**Task goal**
Return each of the rows below verbatim, omitting the pictures.

+++++

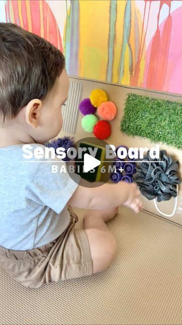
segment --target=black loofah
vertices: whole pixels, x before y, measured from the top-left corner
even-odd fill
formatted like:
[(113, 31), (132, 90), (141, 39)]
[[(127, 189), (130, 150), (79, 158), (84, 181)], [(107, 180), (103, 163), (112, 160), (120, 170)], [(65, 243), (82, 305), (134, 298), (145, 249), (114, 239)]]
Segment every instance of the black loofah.
[[(152, 162), (142, 162), (142, 160)], [(139, 186), (142, 194), (148, 200), (157, 198), (158, 202), (168, 201), (172, 197), (175, 198), (176, 185), (180, 182), (177, 174), (178, 162), (167, 156), (166, 150), (160, 151), (159, 159), (152, 159), (149, 150), (142, 160), (136, 167), (136, 172), (132, 178)]]

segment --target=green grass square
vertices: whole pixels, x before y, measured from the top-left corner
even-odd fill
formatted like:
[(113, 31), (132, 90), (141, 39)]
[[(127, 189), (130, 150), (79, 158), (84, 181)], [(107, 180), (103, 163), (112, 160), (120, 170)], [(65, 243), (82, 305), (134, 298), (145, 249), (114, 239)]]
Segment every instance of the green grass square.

+++++

**In response**
segment --target=black loofah
vertices: whole pixels, x before y, measured from the top-left corner
even-odd fill
formatted like:
[(113, 31), (132, 90), (141, 39)]
[[(127, 189), (130, 150), (79, 158), (84, 181)], [(107, 180), (103, 163), (112, 160), (120, 170)], [(65, 243), (82, 305), (134, 298), (145, 249), (114, 239)]]
Segment every instance of the black loofah.
[[(152, 162), (142, 162), (142, 160)], [(139, 186), (142, 194), (148, 200), (157, 198), (158, 202), (168, 201), (172, 197), (175, 198), (176, 185), (180, 182), (177, 174), (178, 162), (167, 156), (166, 150), (160, 151), (159, 159), (152, 159), (149, 150), (142, 160), (136, 167), (136, 172), (132, 178)]]

segment --target=green grass square
vertices: whole pixels, x before y, measured from the top-left corner
even-odd fill
formatted like:
[(113, 31), (132, 90), (141, 39)]
[[(127, 189), (130, 150), (79, 158), (84, 181)], [(107, 180), (103, 163), (112, 160), (120, 170)], [(65, 243), (82, 305), (134, 298), (145, 249), (114, 239)]]
Segment every instance of the green grass square.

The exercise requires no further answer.